# Apply what you read
(a) Answer these questions about the worker's compensation decision, one per line, marked (i), (ii) and (iii):
(i) What dollar amount of medical expense is excluded from Fireman's Fund Insurance Company's liability?
(ii) On what date was the decision dated and mailed?
(iii) In what year was the applicant born?
(b) Can you rewrite the paragraph of the worker's compensation decision that begins "The applicant, who was born in 1937" as a short list that keeps its main facts?
(c) Copy the worker's compensation decision word for word between "P O BOX 8126, MADISON, WI" and "review was filed.", inclusive.

# Given text
P O BOX 8126, MADISON, WI 53708-8126 (608/266-9850)






Claim No. 1995051612

An administrative law judge (ALJ) for the Worker's Compensation Division of the Department of Workforce Development issued a decision in this matter. A timely petition for review was filed.

The commission has considered the petition and the positions of the parties, and it has reviewed the evidence submitted to the ALJ. Based on its review, the commission agrees with the decision of the ALJ, and it adopts the findings and order in that decision as its own, except that it makes the following modifications:

1. In the fifth (last) paragraph of the ALJ's Findings of Fact and Conclusions of Law, delete the sentence:

"Also all of the medical expense documented by exhibit G is the responsibility of Fireman's Fund Insurance Company in accordance with this `date of injury' determination just made."

and substitute

"Accordingly, Fireman's Fund Insurance Company is liable for all of the medical expense documented in exhibit G, except for $9,106.23 for treatment at the Wausau Hospital Center for the period from July 30 to August 7, 1989 which has not been proven to be related to the work injury."

2. In the first paragraph of the ALJ's Interlocutory Order, delete the clause "and all medical expense documented by Exhibit G" and substitute "and the medical expenses documented in Exhibit G, except Nine thousand one hundred six dollars and twenty-three cents ($9,106.23) for treatment at the Wausau Hospital Center for the period from July 30 to August 7, 1989."


The findings and order of the administrative law judge, as modified, are affirmed.

Dated and mailed: January 29, 1999
rothenk.wmd : 101 : 3  ND 3.4  3.42

/s/ David B. Falstad, Chairman

/s/ Pamela I. Anderson, Commissioner

/s/ James A. Rutkowski, Commissioner


The applicant, who was born in 1937, is a long term foundry worker. He has worked around sand and dust most of his entire occupational life, with employment at Allis Chalmers (1957-59), Marathon Electric (1959-64), Murray Manufacturing (1964-85), and at Anderson Bros./Johnson Co. (1987-89). (1) He stopped working for Anderson Bros. in July 1989 after an off-duty accident when he fell from the tree.

# Dataset excerpt

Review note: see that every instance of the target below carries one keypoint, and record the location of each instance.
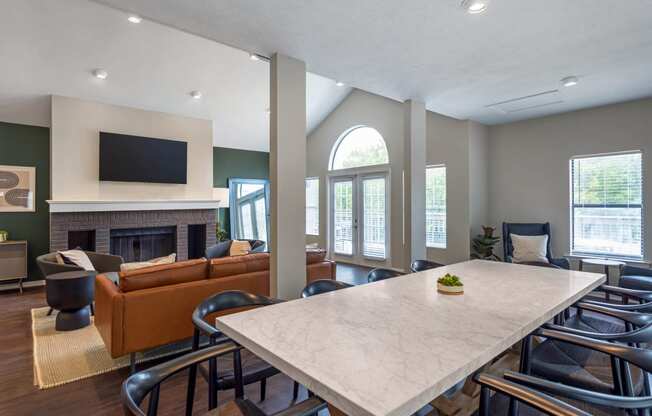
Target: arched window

# Answers for the tasks
(a)
(i) $9,106.23
(ii) January 29, 1999
(iii) 1937

(b)
- Born in 1937; a long-term foundry worker
- Worked around sand and dust for most of his working life
- Employers: Allis Chalmers (1957-59), Marathon Electric (1959-64), Murray Manufacturing (1964-85), Anderson Bros./Johnson Co. (1987-89)
- Stopped working for Anderson Bros. in July 1989 after an off-duty fall from a tree

(c)
P O BOX 8126, MADISON, WI 53708-8126 (608/266-9850)






Claim No. 1995051612

An administrative law judge (ALJ) for the Worker's Compensation Division of the Department of Workforce Development issued a decision in this matter. A timely petition for review was filed.